> **WHAT NEEDS TO BE DONE**
Every entry must be output exactly as it was written.

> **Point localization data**
****************************************
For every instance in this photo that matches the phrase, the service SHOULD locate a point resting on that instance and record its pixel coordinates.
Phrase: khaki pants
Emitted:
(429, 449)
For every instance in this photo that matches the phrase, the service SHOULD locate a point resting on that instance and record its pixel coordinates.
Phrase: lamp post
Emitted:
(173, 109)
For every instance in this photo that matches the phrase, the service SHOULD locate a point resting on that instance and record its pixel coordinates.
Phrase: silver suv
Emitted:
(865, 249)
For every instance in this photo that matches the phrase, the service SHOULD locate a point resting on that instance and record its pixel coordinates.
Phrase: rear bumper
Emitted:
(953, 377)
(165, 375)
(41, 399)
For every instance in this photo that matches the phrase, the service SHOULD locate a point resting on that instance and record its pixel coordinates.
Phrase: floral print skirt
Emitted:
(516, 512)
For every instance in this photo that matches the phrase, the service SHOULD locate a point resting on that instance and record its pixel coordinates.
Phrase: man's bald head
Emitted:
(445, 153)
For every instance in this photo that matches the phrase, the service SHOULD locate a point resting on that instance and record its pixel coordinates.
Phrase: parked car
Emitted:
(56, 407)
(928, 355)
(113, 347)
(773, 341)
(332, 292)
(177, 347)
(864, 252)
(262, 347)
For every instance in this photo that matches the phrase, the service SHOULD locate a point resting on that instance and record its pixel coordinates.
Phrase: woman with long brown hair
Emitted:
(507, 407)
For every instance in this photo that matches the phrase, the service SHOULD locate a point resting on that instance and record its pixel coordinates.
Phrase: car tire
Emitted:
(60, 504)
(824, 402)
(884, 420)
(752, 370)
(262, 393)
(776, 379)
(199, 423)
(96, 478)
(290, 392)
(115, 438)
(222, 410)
****************************************
> **COMPLETED EXERCISE**
For every instance in this photo that matches the phrase, the service SHOULD locate a point resting on that instance and record its pixel coordinates.
Phrase: khaki pants
Emitted:
(429, 449)
For every instance in this photo that matches the phrase, the service SHOULD locate a point resting on that instance and record its pixel coordinates.
Phrase: lamp post
Emitted:
(173, 109)
For every instance in this photo that matches the phrase, the service SHOULD locate a point resting on that instance and record its pixel coordinates.
Phrase: silver suv
Emitted:
(865, 249)
For every instance in this photo that matches the phrase, the service SHOULD locate a point resting on that instance and record its pixel coordinates.
Phrase: rear bumper
Emitted:
(953, 377)
(165, 375)
(41, 399)
For every instance in this photo that matches the phrase, the service SHOULD locate a point resting on that instance and record its pixel coordinates.
Phrase: floral print skirt
Emitted:
(516, 512)
For every instance in this photo that matches the phrase, the service SHOULD locate a point resting on that instance and record its pixel coordinates.
Phrase: man's bald head
Emitted:
(445, 153)
For every instance in this photo that matches the phrase, the service SHOULD locate a point resting on that instance and record its pixel coordinates.
Phrase: parked car
Emitted:
(56, 407)
(928, 355)
(113, 347)
(773, 341)
(332, 292)
(177, 347)
(864, 252)
(262, 347)
For every instance in this photo that matches the phrase, the service SHOULD locate a point resting on that instance and record its pixel coordinates.
Phrase: woman with long brown hair
Emitted:
(507, 407)
For every instance in this photo that matches the phrase, the service SHOULD locate a point resting on that instance and record its pixel coordinates.
Phrase: car tire
Emitted:
(60, 504)
(824, 402)
(884, 420)
(752, 370)
(262, 393)
(776, 379)
(199, 423)
(96, 478)
(290, 392)
(115, 438)
(222, 410)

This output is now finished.